# [SELECTION]
## start

So, we can now re-specify Equation 5 as a Poisson Regression model. Instead of our independent variable being \(\ln T_{ij}\) our dependent variable is now the mean of our Poisson distribution \(\lambda_{ij}\) and the model becomes:

  1. \[\lambda_{ij} = \exp(k + \mu\ln V_i + \alpha\ln W_j - \beta \ln d_{ij})\]

What this model says is \(\lambda_{ij}\) (our independent variable - the estimate of \(T_{ij}\)) is logarithmically linked to (or modelled by) a linear combination of the logged independent variables in the model.

Now we have Equation 6 at our disposal, we can use a Poisson regression model to produce estimates of \(k\), \(\mu\), \(\alpha\) and \(\beta\) - or put another way, we can use the regression model to calibrate our parameters.

So, let’s have a go at doing it!!

## end

# [CHALLENGES]
(1) Translate this sentence from the passage on Poisson regression into Spanish: "Now we have Equation 6 at our disposal, we can use a Poisson regression model to produce estimates of \(k\), \(\mu\), \(\alpha\) and \(\beta\) - or put another way, we can use the regression model to calibrate our parameters."
(2) For each statement, answer yes or no as to whether it agrees with the passage on Poisson regression, and quote the words of the passage that decide it: (a) Equation 5 is re-specified as a Poisson regression model. (b) In the model's equation, the term \(\beta \ln d_{ij}\) is added rather than subtracted. (c) Using the regression model to calibrate the parameters is presented as another way of saying it produces estimates of them.

# [DATA PROVIDED]
## start

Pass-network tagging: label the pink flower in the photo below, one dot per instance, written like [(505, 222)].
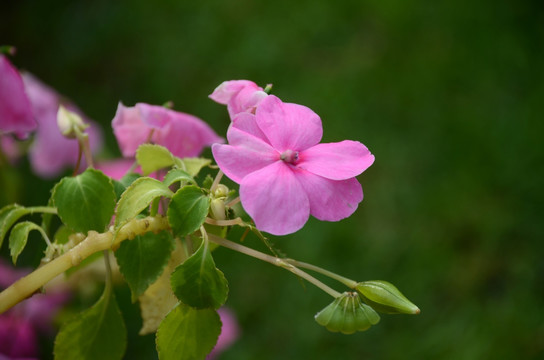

## end

# [EXPECTED RESULTS]
(1) Ahora que tenemos la Ecuación 6 a nuestra disposición, podemos usar un modelo de regresión de Poisson para producir estimaciones de \(k\), \(\mu\), \(\alpha\) y \(\beta\); o, dicho de otro modo, podemos usar el modelo de regresión para calibrar nuestros parámetros.

(2)
(a) Yes: "we can now re-specify Equation 5 as a Poisson Regression model"
(b) No: "\alpha\ln W_j - \beta \ln d_{ij}"
(c) Yes: "or put another way, we can use the regression model to calibrate our parameters"